[start]

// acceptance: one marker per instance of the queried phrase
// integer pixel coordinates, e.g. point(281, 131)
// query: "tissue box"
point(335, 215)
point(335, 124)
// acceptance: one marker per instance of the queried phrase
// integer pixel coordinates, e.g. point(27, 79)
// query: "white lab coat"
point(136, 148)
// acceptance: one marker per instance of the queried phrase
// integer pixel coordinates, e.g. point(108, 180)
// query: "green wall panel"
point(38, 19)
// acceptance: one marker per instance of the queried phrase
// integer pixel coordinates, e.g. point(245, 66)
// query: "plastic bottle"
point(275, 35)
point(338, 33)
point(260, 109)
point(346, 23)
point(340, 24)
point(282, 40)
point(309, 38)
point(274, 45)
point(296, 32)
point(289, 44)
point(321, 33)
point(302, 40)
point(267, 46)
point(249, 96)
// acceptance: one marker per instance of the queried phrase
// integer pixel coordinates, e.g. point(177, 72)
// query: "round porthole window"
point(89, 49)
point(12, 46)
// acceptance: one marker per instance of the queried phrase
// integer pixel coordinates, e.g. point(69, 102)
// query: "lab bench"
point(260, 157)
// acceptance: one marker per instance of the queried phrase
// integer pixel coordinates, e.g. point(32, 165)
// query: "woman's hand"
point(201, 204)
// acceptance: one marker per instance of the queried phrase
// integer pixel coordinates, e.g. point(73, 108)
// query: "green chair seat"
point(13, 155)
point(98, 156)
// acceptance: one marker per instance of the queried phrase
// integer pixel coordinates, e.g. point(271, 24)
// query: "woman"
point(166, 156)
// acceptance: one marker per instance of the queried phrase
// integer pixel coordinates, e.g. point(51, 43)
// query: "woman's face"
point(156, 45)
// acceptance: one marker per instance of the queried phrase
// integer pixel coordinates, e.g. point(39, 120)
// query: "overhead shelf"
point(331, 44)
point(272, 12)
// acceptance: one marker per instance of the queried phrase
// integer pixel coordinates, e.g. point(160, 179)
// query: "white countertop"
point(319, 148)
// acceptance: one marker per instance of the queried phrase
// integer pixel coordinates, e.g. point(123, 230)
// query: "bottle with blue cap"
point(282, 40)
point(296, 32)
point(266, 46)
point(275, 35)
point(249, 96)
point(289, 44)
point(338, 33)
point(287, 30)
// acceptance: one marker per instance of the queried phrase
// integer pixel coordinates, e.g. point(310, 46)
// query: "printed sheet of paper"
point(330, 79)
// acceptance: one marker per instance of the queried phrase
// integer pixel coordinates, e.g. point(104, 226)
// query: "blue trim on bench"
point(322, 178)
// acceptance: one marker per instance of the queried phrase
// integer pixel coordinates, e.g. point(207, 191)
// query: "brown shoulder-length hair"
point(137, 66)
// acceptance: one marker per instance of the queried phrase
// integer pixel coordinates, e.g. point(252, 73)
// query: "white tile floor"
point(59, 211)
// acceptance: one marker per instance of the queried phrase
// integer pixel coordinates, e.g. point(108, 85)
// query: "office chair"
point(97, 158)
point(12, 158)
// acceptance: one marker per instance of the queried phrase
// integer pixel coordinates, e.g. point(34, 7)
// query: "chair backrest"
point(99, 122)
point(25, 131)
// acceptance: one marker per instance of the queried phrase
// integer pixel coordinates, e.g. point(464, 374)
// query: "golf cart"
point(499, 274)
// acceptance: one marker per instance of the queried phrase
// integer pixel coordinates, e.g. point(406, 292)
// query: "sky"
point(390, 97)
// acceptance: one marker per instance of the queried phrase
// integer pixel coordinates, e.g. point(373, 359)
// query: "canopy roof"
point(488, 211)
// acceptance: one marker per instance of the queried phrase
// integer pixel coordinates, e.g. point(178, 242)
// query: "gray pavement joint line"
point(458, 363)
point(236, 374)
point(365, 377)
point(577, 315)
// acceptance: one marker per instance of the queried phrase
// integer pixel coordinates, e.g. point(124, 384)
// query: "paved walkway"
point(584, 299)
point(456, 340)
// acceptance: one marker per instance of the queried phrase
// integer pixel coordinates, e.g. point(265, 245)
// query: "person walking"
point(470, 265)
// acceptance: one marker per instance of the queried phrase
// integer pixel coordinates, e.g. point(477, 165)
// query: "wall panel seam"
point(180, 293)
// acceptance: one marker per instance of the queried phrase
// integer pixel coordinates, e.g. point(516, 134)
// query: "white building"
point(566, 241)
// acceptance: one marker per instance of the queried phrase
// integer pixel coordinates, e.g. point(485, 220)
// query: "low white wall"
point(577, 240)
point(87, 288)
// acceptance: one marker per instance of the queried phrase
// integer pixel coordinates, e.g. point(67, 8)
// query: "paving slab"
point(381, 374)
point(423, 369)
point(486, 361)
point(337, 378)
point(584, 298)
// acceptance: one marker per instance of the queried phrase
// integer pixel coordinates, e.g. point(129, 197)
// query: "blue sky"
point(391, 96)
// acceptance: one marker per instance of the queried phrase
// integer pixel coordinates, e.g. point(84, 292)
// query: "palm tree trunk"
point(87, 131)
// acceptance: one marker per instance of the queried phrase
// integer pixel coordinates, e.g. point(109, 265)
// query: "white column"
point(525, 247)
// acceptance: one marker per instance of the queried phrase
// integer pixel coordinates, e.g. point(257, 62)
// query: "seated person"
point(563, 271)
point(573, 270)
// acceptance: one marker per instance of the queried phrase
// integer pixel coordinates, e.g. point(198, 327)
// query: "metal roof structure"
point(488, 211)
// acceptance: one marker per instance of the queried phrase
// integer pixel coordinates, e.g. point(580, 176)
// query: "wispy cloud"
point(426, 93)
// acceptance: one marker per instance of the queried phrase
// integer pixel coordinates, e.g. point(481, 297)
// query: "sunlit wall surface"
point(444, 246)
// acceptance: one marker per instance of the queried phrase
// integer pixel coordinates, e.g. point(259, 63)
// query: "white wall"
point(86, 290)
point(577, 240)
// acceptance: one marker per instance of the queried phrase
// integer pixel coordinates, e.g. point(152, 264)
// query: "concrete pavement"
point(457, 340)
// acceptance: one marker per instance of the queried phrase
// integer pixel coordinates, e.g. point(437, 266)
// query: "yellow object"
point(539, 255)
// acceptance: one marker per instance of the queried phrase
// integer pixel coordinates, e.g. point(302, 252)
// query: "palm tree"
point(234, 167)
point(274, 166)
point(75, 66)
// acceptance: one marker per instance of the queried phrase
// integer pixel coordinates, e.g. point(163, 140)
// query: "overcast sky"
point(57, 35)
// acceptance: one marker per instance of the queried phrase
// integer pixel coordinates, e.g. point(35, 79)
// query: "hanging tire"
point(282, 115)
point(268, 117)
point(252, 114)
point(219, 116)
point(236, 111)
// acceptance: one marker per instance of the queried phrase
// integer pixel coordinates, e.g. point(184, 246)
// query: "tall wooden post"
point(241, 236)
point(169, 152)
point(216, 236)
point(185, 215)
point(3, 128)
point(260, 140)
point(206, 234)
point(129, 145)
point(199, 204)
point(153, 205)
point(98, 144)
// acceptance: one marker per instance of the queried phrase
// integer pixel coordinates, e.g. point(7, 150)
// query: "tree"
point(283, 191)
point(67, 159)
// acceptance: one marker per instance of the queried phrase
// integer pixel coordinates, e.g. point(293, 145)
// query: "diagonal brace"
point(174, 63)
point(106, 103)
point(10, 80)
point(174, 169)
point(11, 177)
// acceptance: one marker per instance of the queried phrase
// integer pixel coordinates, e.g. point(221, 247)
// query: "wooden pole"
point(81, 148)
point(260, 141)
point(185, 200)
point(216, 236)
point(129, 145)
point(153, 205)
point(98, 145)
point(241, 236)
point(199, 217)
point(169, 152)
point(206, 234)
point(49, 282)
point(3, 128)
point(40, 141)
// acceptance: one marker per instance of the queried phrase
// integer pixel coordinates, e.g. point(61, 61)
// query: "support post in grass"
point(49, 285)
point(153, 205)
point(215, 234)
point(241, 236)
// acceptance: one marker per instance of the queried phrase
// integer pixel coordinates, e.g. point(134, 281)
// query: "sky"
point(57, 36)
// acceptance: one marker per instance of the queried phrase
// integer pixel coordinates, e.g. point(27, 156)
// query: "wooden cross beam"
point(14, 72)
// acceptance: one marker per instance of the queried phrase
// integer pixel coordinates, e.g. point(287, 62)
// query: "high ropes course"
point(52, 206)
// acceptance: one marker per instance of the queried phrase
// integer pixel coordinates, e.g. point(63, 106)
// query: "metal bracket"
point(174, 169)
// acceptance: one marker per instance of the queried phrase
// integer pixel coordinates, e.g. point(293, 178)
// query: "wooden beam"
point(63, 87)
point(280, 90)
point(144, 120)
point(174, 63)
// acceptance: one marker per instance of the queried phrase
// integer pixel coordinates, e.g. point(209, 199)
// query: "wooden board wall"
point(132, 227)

[end]

§ What you have to do: Extract the data above from its first line up to and including the line with "point(335, 124)", and reproduce those lines without any change.

§ Output below:
// acceptance: one marker per instance of the queried phrase
// integer pixel coordinates, e.g. point(281, 131)
// query: "tissue box"
point(335, 215)
point(335, 124)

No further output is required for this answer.